Items listed in a dataset:
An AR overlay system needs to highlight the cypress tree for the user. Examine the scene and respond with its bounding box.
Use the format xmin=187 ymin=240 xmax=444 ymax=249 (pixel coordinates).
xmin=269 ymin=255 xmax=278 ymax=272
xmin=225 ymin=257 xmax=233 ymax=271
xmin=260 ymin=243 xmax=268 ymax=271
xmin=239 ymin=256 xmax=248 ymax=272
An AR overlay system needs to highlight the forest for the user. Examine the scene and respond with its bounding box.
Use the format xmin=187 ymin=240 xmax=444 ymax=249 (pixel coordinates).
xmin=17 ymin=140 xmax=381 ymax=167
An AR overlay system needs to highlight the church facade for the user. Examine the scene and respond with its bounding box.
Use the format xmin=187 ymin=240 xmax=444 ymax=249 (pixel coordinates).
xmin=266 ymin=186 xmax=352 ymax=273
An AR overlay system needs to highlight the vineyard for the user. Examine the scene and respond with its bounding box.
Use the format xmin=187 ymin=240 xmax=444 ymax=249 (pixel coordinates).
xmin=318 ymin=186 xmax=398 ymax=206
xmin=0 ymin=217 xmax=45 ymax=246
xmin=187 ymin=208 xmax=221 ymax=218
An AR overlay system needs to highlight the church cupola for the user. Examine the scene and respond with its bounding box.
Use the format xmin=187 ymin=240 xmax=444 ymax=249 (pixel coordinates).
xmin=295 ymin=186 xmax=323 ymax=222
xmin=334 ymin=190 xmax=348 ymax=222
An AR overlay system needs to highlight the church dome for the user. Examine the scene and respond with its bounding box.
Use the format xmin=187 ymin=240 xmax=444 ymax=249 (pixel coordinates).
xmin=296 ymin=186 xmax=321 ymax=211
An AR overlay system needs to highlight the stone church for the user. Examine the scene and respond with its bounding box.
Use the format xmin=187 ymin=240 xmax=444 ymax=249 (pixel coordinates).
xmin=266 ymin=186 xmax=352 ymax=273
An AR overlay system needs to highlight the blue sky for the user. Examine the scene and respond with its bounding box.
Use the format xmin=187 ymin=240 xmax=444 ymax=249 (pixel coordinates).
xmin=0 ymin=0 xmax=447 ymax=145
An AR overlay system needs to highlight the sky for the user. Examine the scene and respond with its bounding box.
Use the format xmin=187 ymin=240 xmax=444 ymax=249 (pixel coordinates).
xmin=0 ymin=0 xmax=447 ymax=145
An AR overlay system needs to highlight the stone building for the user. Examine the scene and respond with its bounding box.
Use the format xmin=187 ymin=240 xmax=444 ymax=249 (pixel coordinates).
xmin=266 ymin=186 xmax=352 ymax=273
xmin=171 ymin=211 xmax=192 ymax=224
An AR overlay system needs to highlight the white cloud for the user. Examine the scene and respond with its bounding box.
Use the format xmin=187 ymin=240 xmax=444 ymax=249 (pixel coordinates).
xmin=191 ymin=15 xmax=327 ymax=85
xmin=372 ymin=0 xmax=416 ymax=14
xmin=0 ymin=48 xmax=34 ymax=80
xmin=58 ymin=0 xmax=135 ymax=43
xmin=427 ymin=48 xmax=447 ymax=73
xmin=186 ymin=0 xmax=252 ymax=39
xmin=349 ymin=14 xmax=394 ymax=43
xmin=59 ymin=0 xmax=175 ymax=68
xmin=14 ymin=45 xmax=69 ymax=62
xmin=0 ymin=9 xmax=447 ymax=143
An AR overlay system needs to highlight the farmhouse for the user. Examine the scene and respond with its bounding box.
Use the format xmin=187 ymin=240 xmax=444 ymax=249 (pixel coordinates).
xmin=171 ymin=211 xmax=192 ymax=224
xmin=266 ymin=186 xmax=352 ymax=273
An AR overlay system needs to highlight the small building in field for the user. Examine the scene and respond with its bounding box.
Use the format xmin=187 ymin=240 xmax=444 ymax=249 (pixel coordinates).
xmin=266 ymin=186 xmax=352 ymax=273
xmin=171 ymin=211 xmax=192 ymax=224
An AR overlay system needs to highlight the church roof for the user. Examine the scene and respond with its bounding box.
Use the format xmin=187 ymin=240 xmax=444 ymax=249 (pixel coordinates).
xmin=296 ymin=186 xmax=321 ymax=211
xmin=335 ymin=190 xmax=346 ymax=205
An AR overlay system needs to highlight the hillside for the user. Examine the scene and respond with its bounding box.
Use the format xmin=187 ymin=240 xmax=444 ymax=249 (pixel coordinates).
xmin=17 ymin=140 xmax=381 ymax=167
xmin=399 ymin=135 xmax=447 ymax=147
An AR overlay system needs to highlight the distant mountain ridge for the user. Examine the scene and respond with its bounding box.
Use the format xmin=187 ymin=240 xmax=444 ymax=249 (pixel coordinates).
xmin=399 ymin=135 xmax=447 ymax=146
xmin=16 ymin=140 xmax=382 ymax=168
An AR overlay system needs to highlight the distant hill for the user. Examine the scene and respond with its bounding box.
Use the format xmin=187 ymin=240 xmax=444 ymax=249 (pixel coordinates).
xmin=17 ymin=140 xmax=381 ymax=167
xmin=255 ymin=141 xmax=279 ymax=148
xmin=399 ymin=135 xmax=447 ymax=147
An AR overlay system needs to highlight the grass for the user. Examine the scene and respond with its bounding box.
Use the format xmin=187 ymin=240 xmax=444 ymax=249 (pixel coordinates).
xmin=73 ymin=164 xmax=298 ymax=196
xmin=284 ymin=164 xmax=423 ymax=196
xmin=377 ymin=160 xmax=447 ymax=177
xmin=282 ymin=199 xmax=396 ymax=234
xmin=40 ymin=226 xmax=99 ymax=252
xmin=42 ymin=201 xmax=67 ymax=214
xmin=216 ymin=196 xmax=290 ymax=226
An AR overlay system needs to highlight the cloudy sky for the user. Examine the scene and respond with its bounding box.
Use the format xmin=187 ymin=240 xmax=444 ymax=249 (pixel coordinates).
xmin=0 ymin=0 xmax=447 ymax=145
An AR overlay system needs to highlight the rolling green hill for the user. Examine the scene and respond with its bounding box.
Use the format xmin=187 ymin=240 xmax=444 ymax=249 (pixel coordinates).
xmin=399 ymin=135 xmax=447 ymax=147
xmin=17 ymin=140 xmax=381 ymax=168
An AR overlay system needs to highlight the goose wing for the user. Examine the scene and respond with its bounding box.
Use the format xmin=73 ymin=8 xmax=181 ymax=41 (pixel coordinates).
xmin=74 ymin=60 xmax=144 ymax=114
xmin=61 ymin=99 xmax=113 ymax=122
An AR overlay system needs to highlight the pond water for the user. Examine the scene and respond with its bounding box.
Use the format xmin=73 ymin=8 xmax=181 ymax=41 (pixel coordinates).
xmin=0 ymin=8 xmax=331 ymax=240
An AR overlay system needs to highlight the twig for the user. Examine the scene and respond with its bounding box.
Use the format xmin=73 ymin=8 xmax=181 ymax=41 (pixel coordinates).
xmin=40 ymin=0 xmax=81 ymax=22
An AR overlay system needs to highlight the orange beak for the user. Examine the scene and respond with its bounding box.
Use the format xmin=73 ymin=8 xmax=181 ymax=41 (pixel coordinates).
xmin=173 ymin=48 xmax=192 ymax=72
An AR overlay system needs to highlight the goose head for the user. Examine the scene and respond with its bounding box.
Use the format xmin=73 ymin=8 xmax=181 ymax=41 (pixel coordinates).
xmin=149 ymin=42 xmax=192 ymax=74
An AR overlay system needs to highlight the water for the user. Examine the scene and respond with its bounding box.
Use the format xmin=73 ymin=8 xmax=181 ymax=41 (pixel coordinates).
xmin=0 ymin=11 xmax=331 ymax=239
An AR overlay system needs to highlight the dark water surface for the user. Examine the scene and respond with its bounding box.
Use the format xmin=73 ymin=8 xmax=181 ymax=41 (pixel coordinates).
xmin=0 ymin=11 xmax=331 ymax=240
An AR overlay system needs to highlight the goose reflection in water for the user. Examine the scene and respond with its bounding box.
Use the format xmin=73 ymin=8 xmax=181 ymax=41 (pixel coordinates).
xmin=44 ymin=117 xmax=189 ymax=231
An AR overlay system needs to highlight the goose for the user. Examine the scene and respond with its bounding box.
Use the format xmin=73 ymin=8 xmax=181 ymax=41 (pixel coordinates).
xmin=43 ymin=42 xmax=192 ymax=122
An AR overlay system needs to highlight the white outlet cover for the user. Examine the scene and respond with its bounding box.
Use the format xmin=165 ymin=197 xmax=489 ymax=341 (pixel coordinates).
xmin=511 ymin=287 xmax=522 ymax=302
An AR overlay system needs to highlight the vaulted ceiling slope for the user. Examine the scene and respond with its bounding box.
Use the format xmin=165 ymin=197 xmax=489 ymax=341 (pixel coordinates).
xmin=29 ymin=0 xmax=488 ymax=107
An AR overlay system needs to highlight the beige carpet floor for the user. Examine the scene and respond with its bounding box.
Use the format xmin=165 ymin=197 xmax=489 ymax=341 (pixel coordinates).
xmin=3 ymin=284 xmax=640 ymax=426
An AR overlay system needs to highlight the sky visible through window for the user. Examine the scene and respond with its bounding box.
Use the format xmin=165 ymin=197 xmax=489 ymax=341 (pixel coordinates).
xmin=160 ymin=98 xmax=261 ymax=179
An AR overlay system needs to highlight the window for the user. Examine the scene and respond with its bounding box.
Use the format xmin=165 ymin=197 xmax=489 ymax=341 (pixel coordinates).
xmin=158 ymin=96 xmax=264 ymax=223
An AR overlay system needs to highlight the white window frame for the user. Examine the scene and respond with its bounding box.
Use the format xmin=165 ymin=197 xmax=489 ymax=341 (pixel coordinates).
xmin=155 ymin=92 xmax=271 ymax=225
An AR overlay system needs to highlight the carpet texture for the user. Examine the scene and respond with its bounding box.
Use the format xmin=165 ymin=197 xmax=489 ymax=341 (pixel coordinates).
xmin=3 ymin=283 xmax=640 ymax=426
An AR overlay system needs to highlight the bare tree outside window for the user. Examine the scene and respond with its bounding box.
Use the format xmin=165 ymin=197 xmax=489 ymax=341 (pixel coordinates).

» Exercise task
Rewrite everything in the listing from the line containing "An AR overlay system needs to highlight the white outlet" down to the line containing "xmin=158 ymin=96 xmax=264 ymax=223", putting "outline" in place of "highlight" and leaving the rest unchanged.

» Answer to the task
An AR overlay system needs to outline the white outlet cover for the user. Examine the scene and respond with its bounding box.
Use the format xmin=165 ymin=197 xmax=489 ymax=341 (pixel coordinates).
xmin=511 ymin=287 xmax=522 ymax=302
An AR overlay system needs to outline the vaulted ceiling slope for the user. Examine the scene and respond with its bounding box.
Use the format xmin=165 ymin=197 xmax=489 ymax=341 (pixel coordinates).
xmin=29 ymin=0 xmax=488 ymax=107
An AR overlay system needs to outline the beige carpet floor for the user. Examine the scene and respond with its bounding box.
Use the format xmin=165 ymin=197 xmax=489 ymax=341 (pixel coordinates).
xmin=3 ymin=284 xmax=640 ymax=426
An AR overlay system needs to outline the sky visible through window for the user. Examine the scene and respond with its bounding box.
Use the format xmin=165 ymin=197 xmax=489 ymax=341 (pixel coordinates).
xmin=160 ymin=98 xmax=261 ymax=179
An AR overlay system needs to outline the window for the user. Examine the scene and respond with its bounding box.
Use the format xmin=165 ymin=197 xmax=489 ymax=341 (pixel coordinates).
xmin=158 ymin=96 xmax=264 ymax=223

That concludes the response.